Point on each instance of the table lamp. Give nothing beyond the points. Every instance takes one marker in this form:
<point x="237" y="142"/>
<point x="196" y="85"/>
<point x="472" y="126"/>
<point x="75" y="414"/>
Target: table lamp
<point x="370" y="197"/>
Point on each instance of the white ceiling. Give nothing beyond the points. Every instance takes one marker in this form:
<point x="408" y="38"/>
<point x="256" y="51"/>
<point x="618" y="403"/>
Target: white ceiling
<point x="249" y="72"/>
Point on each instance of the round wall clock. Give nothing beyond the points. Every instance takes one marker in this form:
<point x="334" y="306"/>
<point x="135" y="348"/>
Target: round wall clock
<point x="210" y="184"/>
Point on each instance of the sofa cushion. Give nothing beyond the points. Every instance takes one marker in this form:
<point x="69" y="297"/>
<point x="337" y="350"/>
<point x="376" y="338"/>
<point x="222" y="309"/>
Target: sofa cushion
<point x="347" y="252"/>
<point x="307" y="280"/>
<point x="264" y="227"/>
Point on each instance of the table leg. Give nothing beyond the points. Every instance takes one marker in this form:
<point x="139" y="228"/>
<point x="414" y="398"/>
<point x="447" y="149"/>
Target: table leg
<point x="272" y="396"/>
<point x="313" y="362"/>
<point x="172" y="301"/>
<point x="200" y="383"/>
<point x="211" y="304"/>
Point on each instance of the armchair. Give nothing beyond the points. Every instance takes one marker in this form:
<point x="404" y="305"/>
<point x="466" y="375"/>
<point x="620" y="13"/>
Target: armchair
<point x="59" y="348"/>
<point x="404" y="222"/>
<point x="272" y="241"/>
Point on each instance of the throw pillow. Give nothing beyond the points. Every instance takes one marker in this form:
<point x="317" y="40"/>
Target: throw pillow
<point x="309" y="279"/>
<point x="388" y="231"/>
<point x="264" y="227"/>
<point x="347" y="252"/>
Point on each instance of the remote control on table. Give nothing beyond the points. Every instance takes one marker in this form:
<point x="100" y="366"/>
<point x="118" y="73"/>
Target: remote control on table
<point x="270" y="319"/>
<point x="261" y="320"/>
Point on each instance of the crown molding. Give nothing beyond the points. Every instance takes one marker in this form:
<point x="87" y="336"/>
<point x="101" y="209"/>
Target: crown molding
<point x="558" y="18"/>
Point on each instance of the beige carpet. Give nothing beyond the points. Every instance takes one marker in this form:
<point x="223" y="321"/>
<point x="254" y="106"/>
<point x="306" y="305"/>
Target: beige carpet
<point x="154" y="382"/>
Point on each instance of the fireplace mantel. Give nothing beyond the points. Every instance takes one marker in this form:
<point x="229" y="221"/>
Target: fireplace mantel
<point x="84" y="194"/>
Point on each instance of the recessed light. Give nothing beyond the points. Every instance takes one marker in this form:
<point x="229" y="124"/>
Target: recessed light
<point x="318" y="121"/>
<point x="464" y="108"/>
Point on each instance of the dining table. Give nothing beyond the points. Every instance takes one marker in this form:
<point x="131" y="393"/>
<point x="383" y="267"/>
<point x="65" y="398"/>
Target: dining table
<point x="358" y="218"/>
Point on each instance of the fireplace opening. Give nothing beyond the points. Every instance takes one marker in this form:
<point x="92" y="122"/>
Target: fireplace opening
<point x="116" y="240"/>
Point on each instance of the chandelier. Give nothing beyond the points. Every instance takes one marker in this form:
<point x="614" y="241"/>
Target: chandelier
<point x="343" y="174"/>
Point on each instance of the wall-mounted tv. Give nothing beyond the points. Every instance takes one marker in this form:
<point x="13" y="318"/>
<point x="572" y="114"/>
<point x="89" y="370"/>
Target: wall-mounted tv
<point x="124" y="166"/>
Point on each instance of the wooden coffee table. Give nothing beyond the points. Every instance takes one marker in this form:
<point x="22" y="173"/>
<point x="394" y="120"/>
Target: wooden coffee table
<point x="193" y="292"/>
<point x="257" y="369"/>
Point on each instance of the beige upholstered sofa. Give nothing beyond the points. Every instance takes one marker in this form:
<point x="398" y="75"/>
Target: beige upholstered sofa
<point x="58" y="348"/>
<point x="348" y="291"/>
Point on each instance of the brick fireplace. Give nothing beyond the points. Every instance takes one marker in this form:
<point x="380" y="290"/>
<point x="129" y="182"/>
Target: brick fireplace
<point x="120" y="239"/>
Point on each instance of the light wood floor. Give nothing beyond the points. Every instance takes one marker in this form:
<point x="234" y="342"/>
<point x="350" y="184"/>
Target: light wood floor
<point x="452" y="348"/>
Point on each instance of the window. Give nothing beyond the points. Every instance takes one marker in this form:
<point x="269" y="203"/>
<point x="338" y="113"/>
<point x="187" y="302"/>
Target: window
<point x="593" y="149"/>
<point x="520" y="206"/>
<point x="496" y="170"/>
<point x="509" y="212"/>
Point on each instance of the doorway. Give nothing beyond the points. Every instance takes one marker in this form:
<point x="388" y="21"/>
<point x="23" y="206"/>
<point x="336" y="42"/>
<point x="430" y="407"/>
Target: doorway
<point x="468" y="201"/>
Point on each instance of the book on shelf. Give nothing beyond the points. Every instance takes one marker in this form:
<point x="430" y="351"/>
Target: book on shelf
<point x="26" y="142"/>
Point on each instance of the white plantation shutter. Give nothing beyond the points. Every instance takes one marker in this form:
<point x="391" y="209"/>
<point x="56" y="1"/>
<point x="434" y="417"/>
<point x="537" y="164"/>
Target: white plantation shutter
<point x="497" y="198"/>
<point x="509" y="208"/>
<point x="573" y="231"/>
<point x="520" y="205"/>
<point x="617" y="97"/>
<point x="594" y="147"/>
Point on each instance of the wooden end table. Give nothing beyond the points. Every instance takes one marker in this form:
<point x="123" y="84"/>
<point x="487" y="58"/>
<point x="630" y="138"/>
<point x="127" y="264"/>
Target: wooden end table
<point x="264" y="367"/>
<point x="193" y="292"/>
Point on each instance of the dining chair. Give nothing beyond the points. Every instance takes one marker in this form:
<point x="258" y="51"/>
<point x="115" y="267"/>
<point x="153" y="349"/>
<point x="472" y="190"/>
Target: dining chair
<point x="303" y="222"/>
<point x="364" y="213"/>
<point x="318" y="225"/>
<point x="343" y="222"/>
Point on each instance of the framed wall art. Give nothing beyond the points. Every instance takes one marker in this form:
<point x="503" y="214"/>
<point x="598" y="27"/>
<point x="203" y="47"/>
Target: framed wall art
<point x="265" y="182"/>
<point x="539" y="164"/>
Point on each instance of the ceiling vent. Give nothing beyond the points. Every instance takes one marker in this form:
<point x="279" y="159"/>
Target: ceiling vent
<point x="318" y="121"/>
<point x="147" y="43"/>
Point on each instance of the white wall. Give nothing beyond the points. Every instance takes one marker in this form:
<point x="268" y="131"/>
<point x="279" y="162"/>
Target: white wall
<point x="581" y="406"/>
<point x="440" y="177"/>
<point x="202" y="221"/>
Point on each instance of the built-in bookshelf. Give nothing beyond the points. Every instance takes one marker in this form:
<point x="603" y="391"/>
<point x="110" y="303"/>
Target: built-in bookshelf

Task brief: Please print the listing exactly, keeping each line as it is.

Response to the task:
Point on each instance of the table lamp. Give nothing beyond the points. Every instance takes one marker in this form:
<point x="237" y="142"/>
<point x="196" y="85"/>
<point x="472" y="126"/>
<point x="75" y="414"/>
Target: table lamp
<point x="370" y="197"/>
Point on each instance of the white ceiling. Give nothing beyond the points. Every instance takes one marker in this form:
<point x="408" y="38"/>
<point x="256" y="51"/>
<point x="618" y="403"/>
Target: white ceiling
<point x="249" y="72"/>
Point on each instance of the round wall clock. Give nothing beyond the points. Every instance takes one marker in this form:
<point x="334" y="306"/>
<point x="135" y="348"/>
Target: round wall clock
<point x="210" y="184"/>
Point on each instance of the sofa cushion. Give nothing beyond the points. Every instance takes one marker in this form:
<point x="69" y="297"/>
<point x="337" y="350"/>
<point x="376" y="338"/>
<point x="222" y="309"/>
Target: sofa cushion
<point x="347" y="252"/>
<point x="307" y="280"/>
<point x="264" y="227"/>
Point on each instance of the table leg. Give nothing beyond the points. Every instance takes one marker in this form:
<point x="139" y="228"/>
<point x="414" y="398"/>
<point x="447" y="149"/>
Target: table leg
<point x="272" y="396"/>
<point x="313" y="362"/>
<point x="172" y="301"/>
<point x="200" y="383"/>
<point x="211" y="304"/>
Point on each instance of the armchair. Give nothing beyond the points. Every instance takes one marker in this form:
<point x="404" y="305"/>
<point x="466" y="375"/>
<point x="620" y="13"/>
Target: armchair
<point x="59" y="348"/>
<point x="404" y="222"/>
<point x="272" y="241"/>
Point on each instance of the throw pillow. Give nothing beyond the points. Every instance takes one marker in this form:
<point x="317" y="40"/>
Target: throw pillow
<point x="309" y="279"/>
<point x="388" y="231"/>
<point x="264" y="227"/>
<point x="347" y="252"/>
Point on each instance of the remote control on table. Give nothing beyond the points. Every instance takes one marker in this form:
<point x="100" y="366"/>
<point x="118" y="73"/>
Target: remote control on table
<point x="270" y="319"/>
<point x="261" y="320"/>
Point on each instance of the crown molding. Give nothing beyond the points. Every instance takes one marker in this form:
<point x="87" y="336"/>
<point x="101" y="209"/>
Target: crown molding
<point x="558" y="18"/>
Point on each instance of the beige carpet. Give nothing beyond the points. Every instance takes one marker in this form:
<point x="223" y="321"/>
<point x="254" y="106"/>
<point x="306" y="305"/>
Target: beige carpet
<point x="154" y="382"/>
Point on each instance of the fireplace mantel. Give nothing beyond the points. Every instance takes one marker in this form:
<point x="229" y="221"/>
Target: fireplace mantel
<point x="84" y="194"/>
Point on each instance of the recessed light. Give nothing beyond the points. Every instance takes one marker in this form:
<point x="229" y="124"/>
Target: recessed light
<point x="318" y="121"/>
<point x="464" y="108"/>
Point on each instance of the dining table. Give nothing beyond the points. Every instance takes one marker in this form:
<point x="131" y="393"/>
<point x="383" y="267"/>
<point x="65" y="398"/>
Target: dining table
<point x="358" y="218"/>
Point on each instance of the fireplace opening. Give nothing beyond the points. Every instance takes one marker in this form:
<point x="92" y="122"/>
Target: fireplace opening
<point x="116" y="240"/>
Point on each instance of the chandelier. Give nothing beyond the points. Every instance takes one marker in this form:
<point x="614" y="241"/>
Target: chandelier
<point x="343" y="174"/>
Point on each instance of the wall-mounted tv. Give nothing beyond the points. Every instance takes one marker in this form:
<point x="13" y="318"/>
<point x="572" y="114"/>
<point x="89" y="370"/>
Target: wall-mounted tv
<point x="124" y="166"/>
Point on each instance of the wooden coffee table. Give nothing beyond the points. Every instance takes one marker in this form:
<point x="22" y="173"/>
<point x="394" y="120"/>
Target: wooden coffee table
<point x="193" y="292"/>
<point x="257" y="369"/>
Point on each instance of the beige upholstered sofa. Give nothing beyond the points. Every instance takes one marker in this form:
<point x="398" y="75"/>
Target: beige upholstered sofa
<point x="58" y="348"/>
<point x="348" y="291"/>
Point on each instance of the brick fireplace. Give nothing beyond the points. Every instance takes one marker in this form:
<point x="380" y="290"/>
<point x="129" y="182"/>
Target: brick fireplace
<point x="120" y="239"/>
Point on each instance of the light wood floor. Give nothing beyond the points. Every instance takes one marker in this form:
<point x="234" y="342"/>
<point x="350" y="184"/>
Target: light wood floor
<point x="452" y="348"/>
Point on each instance of the window. Give nothing beyond the points. Every instance takes one marker in this form:
<point x="269" y="203"/>
<point x="338" y="113"/>
<point x="187" y="302"/>
Target: window
<point x="593" y="149"/>
<point x="520" y="206"/>
<point x="496" y="170"/>
<point x="509" y="212"/>
Point on each instance of the doorway. Give nothing beyond the points. Every instance takes one marker in this form:
<point x="388" y="21"/>
<point x="23" y="206"/>
<point x="336" y="42"/>
<point x="430" y="407"/>
Target: doorway
<point x="468" y="201"/>
Point on each instance of the book on shelf. Give nothing beyond the points. Every instance takes one marker in this form:
<point x="430" y="351"/>
Target: book on shelf
<point x="26" y="142"/>
Point on each instance of the white plantation shutter. Give nothing beyond the points. Every instance takes one marker in this form:
<point x="391" y="209"/>
<point x="56" y="1"/>
<point x="434" y="417"/>
<point x="537" y="164"/>
Target: white plantation shutter
<point x="497" y="198"/>
<point x="509" y="208"/>
<point x="573" y="231"/>
<point x="520" y="205"/>
<point x="617" y="97"/>
<point x="594" y="147"/>
Point on each instance of the wooden end table. Give nothing beyond the points. Every instance takes one marker in this form:
<point x="123" y="84"/>
<point x="487" y="58"/>
<point x="630" y="138"/>
<point x="127" y="264"/>
Target: wooden end table
<point x="264" y="367"/>
<point x="193" y="292"/>
Point on each instance of the dining chair. Give nothing beyond the points. Every instance takes one marker in this form:
<point x="258" y="51"/>
<point x="115" y="267"/>
<point x="153" y="349"/>
<point x="472" y="190"/>
Target: dining chair
<point x="303" y="222"/>
<point x="364" y="213"/>
<point x="318" y="225"/>
<point x="343" y="222"/>
Point on each instance of the framed wall art. Give nothing beyond the points. Every instance takes one marker in this form:
<point x="503" y="214"/>
<point x="598" y="27"/>
<point x="203" y="47"/>
Target: framed wall art
<point x="265" y="182"/>
<point x="539" y="164"/>
Point on each instance of the ceiling vent. Give nothing beyond the points. Every instance takes one marker in this form:
<point x="279" y="159"/>
Target: ceiling vent
<point x="318" y="121"/>
<point x="147" y="43"/>
Point on each instance of the white wall. Give nothing beyond the points. Every instance takes one marker in this form:
<point x="268" y="131"/>
<point x="279" y="162"/>
Target: white wall
<point x="581" y="406"/>
<point x="440" y="177"/>
<point x="202" y="221"/>
Point on each instance of the built-in bookshelf. Give nothing beyond the points. Every instance takes one marker in this form:
<point x="603" y="391"/>
<point x="110" y="303"/>
Target: built-in bookshelf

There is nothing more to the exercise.